Prompt: Report every line below that has the string "wheat" in it.

Listed records:
^^^^^^^^
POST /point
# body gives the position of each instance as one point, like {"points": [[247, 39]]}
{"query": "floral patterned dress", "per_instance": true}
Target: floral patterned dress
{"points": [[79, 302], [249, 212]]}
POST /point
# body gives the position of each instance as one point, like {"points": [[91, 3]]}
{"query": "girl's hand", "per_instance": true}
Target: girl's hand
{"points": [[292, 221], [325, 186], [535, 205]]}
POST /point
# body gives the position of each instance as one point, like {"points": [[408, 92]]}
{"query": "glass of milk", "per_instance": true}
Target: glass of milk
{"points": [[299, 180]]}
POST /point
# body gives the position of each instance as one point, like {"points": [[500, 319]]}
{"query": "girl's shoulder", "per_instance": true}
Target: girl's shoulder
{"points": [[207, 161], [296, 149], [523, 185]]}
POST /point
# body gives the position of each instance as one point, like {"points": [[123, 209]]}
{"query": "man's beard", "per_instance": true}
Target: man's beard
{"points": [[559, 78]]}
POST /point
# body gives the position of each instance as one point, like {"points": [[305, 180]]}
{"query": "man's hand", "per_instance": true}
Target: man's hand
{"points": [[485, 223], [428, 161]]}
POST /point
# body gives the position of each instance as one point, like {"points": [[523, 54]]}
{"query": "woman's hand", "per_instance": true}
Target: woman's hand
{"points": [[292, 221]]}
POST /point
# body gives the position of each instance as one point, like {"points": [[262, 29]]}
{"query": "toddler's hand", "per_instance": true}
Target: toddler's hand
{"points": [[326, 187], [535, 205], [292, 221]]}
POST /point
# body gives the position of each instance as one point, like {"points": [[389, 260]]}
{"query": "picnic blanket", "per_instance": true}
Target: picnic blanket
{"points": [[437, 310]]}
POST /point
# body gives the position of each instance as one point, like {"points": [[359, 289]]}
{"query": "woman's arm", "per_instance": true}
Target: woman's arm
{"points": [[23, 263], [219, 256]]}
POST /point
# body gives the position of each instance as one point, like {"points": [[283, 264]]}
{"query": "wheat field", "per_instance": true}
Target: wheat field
^^^^^^^^
Task output:
{"query": "wheat field", "per_instance": true}
Target: wheat field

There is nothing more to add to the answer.